STATED TASK 1.
Using the abstract on titanium dioxide microtablets, answer the following questions.
(a) What is the edge length of the poriferous TiO2 microtablets?
(b) What diameter do the nanowires on the microtablet surface have?
(c) What power conversion efficiency did the preliminary solar cell results indicate?
STATED TASK 2.
Copy the passage from the abstract on titanium dioxide microtablets word for word, starting with "Ali Umar Akrajas, Suratun" and going on through "32 Citations (Scopus)".

DOCUMENT.
## BEGIN

Ali Umar Akrajas, Suratun Nafisah, Siti Khatijah Md Saad, Sin Tee Tan, Aamna Balouch, Muhamad Mat Salleh, Munetaka Oyama

Research output: Contribution to journalArticle

32 Citations (Scopus)

Abstract

A liquid-phase deposition method enables the synthesis of a unique anatase TiO2 structure, which consists of poriferous microtablets with a hairy nanowire skin and a body constructed by a brick-like assembly of nanocuboids, directly onto an ITO substrate. The poriferous TiO2 microtablets (PTM) have square-shaped, rounded vertices, edges that are 10 μm in length and a thickness of approximately 5 μm. They can be grown at a high density onto an ITO surface from a growth solution that contains ammonium hexafluoro titanate and boric acid. The nanowires that decorate the PTM surface have a diameter of 10 nm and a length of approximately 200 nm. Its bulk structure is constructed from a brick-like assembly of nanocuboids with a width, length and thickness of approximately 10, 20 and 5 nm, respectively. The driving factor for the formation of this structure is oriented attachment under kinetic control. The preliminary results of the application of this structure in dye-sensitized solar cell (DSSC) devices indicate a power conversion efficiency as high as 3.0%. Because the active surface area in the PTM is large enough for dye adsorption (for a typical dye loading as high as approximately 936 nmol/cm2) and surface reactions, a high-efficiency DSSC device may be achievable using this new structure if the optimum conditions are obtained.

## END

DATA BLOCK.
## BEGIN

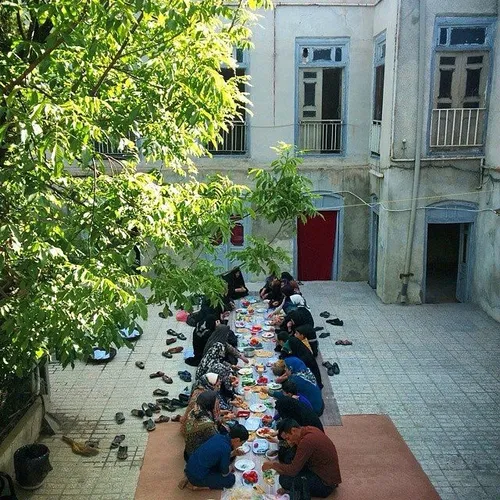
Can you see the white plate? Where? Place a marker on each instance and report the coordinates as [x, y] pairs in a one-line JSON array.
[[245, 448], [244, 464], [258, 408]]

## END

RESULT 1.
(a) 10 μm
(b) 10 nm
(c) As high as 3.0%

RESULT 2.
Ali Umar Akrajas, Suratun Nafisah, Siti Khatijah Md Saad, Sin Tee Tan, Aamna Balouch, Muhamad Mat Salleh, Munetaka Oyama

Research output: Contribution to journalArticle

32 Citations (Scopus)